> **What is needed**
Each line below should be restated word for word.

Natural-language object grounding data:
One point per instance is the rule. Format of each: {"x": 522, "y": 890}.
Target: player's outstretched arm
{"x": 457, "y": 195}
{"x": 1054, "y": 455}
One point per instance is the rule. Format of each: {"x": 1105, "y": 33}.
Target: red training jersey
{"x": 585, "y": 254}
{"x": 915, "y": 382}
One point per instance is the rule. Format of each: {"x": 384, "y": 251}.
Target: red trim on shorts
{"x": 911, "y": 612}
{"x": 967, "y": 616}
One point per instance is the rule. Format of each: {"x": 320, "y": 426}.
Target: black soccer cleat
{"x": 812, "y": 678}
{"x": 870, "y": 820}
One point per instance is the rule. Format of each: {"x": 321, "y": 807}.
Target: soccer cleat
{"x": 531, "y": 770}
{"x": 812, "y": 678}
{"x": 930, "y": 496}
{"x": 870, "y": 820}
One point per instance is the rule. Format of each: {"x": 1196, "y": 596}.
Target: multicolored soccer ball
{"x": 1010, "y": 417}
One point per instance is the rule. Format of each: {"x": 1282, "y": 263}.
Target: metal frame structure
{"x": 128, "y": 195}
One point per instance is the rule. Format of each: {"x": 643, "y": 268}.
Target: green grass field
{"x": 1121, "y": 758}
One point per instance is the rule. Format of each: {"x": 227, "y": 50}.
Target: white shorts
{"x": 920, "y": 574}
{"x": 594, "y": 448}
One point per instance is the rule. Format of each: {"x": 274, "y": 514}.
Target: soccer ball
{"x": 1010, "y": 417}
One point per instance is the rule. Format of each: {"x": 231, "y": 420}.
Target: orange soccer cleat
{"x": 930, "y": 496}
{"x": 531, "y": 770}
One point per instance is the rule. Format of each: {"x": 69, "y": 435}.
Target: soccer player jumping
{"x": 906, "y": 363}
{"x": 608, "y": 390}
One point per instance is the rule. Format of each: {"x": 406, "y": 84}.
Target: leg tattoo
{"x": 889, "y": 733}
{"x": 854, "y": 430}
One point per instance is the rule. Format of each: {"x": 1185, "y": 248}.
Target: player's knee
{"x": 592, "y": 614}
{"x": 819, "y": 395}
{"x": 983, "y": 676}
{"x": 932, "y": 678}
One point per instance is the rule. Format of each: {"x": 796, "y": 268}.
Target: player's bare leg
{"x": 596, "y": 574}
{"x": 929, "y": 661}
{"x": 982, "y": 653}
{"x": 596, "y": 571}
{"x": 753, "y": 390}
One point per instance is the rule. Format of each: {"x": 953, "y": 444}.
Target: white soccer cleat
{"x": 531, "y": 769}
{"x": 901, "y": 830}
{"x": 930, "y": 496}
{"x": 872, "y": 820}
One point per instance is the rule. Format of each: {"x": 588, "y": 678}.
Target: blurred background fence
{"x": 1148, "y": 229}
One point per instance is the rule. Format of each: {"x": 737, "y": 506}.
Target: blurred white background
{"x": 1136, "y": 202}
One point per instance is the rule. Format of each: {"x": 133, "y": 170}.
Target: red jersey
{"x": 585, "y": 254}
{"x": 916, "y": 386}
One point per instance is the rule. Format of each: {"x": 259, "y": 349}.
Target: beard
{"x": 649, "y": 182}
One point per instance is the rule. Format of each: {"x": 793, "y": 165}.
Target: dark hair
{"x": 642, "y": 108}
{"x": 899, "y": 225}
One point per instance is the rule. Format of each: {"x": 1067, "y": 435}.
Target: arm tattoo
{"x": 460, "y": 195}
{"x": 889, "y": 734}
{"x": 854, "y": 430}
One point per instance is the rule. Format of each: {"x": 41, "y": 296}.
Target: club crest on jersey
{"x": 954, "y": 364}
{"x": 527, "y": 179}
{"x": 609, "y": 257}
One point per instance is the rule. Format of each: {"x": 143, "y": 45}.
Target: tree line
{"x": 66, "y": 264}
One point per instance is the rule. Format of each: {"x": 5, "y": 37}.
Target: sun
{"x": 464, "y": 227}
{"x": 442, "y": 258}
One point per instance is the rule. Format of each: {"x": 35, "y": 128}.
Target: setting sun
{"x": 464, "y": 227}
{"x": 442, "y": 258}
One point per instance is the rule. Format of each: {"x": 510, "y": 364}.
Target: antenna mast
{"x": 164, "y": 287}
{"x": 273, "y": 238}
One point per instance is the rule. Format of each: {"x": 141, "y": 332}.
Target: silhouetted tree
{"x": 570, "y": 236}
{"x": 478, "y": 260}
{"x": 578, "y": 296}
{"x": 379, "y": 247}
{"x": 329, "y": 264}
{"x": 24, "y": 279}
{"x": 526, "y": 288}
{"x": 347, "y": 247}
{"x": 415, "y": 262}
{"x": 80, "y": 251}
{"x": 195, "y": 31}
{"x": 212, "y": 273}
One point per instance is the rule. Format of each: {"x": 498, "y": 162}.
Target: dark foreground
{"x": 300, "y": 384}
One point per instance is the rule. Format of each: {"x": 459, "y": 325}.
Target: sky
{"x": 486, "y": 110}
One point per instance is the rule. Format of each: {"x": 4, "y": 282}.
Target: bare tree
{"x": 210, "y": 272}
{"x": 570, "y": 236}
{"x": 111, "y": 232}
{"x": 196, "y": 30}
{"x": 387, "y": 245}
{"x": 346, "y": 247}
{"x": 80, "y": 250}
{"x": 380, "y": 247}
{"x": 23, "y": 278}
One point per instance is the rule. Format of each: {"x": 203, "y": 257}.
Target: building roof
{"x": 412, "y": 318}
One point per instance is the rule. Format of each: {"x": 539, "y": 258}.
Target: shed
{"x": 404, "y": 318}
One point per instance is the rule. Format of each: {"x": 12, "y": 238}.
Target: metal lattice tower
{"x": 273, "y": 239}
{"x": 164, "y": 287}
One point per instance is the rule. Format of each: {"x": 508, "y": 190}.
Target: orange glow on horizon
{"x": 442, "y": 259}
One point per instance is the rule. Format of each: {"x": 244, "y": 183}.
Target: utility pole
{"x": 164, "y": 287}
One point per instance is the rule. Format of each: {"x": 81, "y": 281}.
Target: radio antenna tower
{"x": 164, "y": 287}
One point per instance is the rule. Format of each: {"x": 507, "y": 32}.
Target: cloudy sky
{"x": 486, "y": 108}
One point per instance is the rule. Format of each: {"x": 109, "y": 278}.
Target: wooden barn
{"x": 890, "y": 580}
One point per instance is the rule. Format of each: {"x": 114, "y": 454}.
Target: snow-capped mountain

> **Task response**
One point per instance is the rule. Format of each: {"x": 522, "y": 890}.
Target: player's outstretched arm
{"x": 457, "y": 195}
{"x": 1054, "y": 455}
One point per instance is the rule. Format of each: {"x": 1105, "y": 33}.
Target: red training jersey
{"x": 585, "y": 254}
{"x": 915, "y": 382}
One point per instance is the rule. Format of each: {"x": 384, "y": 251}.
Target: red trim on shorts
{"x": 911, "y": 612}
{"x": 967, "y": 616}
One point per instance is the rule. Format of each: {"x": 320, "y": 426}.
Target: black soccer cleat
{"x": 812, "y": 678}
{"x": 870, "y": 820}
One point per instance is the rule. Format of each: {"x": 321, "y": 807}.
Target: soccer cleat
{"x": 531, "y": 770}
{"x": 812, "y": 678}
{"x": 930, "y": 496}
{"x": 870, "y": 820}
One point per instance is the rule. Format of each: {"x": 1196, "y": 596}.
Target: multicolored soccer ball
{"x": 1010, "y": 417}
One point per instance is the rule. Format of each: {"x": 1282, "y": 263}.
Target: metal frame structure
{"x": 128, "y": 195}
One point per instance is the rule. Format of each: {"x": 643, "y": 268}.
Target: green grass field
{"x": 1121, "y": 758}
One point per instance is the rule. Format of each: {"x": 227, "y": 50}.
Target: white shorts
{"x": 920, "y": 574}
{"x": 594, "y": 448}
One point per instance is the rule. Format of each: {"x": 274, "y": 514}.
Target: soccer ball
{"x": 1010, "y": 417}
One point per instance is the rule. Format of each: {"x": 231, "y": 420}.
Target: orange soccer cleat
{"x": 930, "y": 496}
{"x": 531, "y": 770}
One point per instance is the rule. Format of each: {"x": 69, "y": 435}.
Target: soccer player jumping
{"x": 906, "y": 363}
{"x": 608, "y": 390}
One point per instance is the rule. Format of each: {"x": 406, "y": 84}.
Target: leg tattoo
{"x": 889, "y": 733}
{"x": 854, "y": 430}
One point per instance is the rule. Format of each: {"x": 1185, "y": 248}.
Target: player's knee
{"x": 592, "y": 614}
{"x": 819, "y": 395}
{"x": 983, "y": 676}
{"x": 932, "y": 678}
One point per instance is the rule. Format of each: {"x": 796, "y": 268}.
Target: player's bare leg
{"x": 596, "y": 574}
{"x": 929, "y": 661}
{"x": 982, "y": 653}
{"x": 596, "y": 571}
{"x": 753, "y": 390}
One point per instance is the rule. Format of each: {"x": 953, "y": 444}.
Target: white soccer cleat
{"x": 531, "y": 769}
{"x": 901, "y": 830}
{"x": 930, "y": 496}
{"x": 872, "y": 820}
One point per instance is the rule. Format of each: {"x": 588, "y": 678}.
Target: blurred background fence
{"x": 1148, "y": 229}
One point per instance is the rule. Format of each: {"x": 737, "y": 506}.
Target: blurred white background
{"x": 1136, "y": 202}
One point per instance is the rule. Format of each: {"x": 133, "y": 170}.
Target: red jersey
{"x": 585, "y": 254}
{"x": 916, "y": 386}
One point per instance is the rule. Format of each: {"x": 259, "y": 349}.
Target: beard
{"x": 649, "y": 182}
One point per instance is the rule. Format of each: {"x": 793, "y": 165}.
Target: dark hair
{"x": 642, "y": 108}
{"x": 899, "y": 225}
One point per instance is the rule. Format of each: {"x": 1067, "y": 435}.
Target: arm tattoo
{"x": 460, "y": 195}
{"x": 889, "y": 734}
{"x": 854, "y": 430}
One point per instance is the rule. Format of each: {"x": 41, "y": 296}.
Target: club crest on jersey
{"x": 954, "y": 364}
{"x": 527, "y": 179}
{"x": 609, "y": 257}
One point per instance is the rule. Format of each: {"x": 143, "y": 45}.
Target: tree line
{"x": 66, "y": 264}
One point per instance is the rule. Format of each: {"x": 5, "y": 37}.
Target: sun
{"x": 464, "y": 227}
{"x": 442, "y": 258}
One point per instance is the rule. Format of each: {"x": 35, "y": 128}.
Target: setting sun
{"x": 464, "y": 227}
{"x": 442, "y": 258}
One point per instance is the rule. Format of each: {"x": 510, "y": 364}.
Target: antenna mast
{"x": 164, "y": 287}
{"x": 273, "y": 238}
One point per instance is the rule. Format of each: {"x": 141, "y": 332}.
Target: silhouetted tree
{"x": 570, "y": 236}
{"x": 478, "y": 260}
{"x": 578, "y": 296}
{"x": 379, "y": 247}
{"x": 329, "y": 264}
{"x": 24, "y": 279}
{"x": 526, "y": 288}
{"x": 347, "y": 247}
{"x": 415, "y": 262}
{"x": 80, "y": 251}
{"x": 195, "y": 31}
{"x": 212, "y": 273}
One point per instance is the rule. Format of each: {"x": 498, "y": 162}.
Target: dark foreground
{"x": 300, "y": 384}
One point per instance is the rule. Format of each: {"x": 459, "y": 325}.
Target: sky
{"x": 486, "y": 110}
One point per instance is the rule. Format of each: {"x": 4, "y": 282}.
Target: bare tree
{"x": 210, "y": 272}
{"x": 570, "y": 236}
{"x": 111, "y": 232}
{"x": 196, "y": 30}
{"x": 387, "y": 245}
{"x": 346, "y": 247}
{"x": 80, "y": 250}
{"x": 380, "y": 247}
{"x": 23, "y": 278}
One point per instance is the rule. Format of each: {"x": 203, "y": 257}.
Target: building roof
{"x": 412, "y": 318}
One point per instance is the rule. Format of each: {"x": 539, "y": 258}.
Target: shed
{"x": 404, "y": 318}
One point per instance is the rule. Format of each: {"x": 12, "y": 238}.
Target: metal lattice tower
{"x": 273, "y": 239}
{"x": 164, "y": 287}
One point per instance is the rule. Format of each: {"x": 508, "y": 190}.
Target: orange glow on horizon
{"x": 442, "y": 259}
One point per instance is the rule. Format of each: {"x": 244, "y": 183}.
Target: utility pole
{"x": 164, "y": 287}
One point per instance is the rule. Format of each: {"x": 81, "y": 281}.
Target: radio antenna tower
{"x": 164, "y": 287}
One point per instance is the rule. Format of each: {"x": 507, "y": 32}.
Target: cloudy sky
{"x": 486, "y": 108}
One point per instance is the rule. Format of each: {"x": 109, "y": 278}.
Target: wooden barn
{"x": 890, "y": 580}
One point per instance is the rule. Format of each: {"x": 114, "y": 454}.
Target: snow-capped mountain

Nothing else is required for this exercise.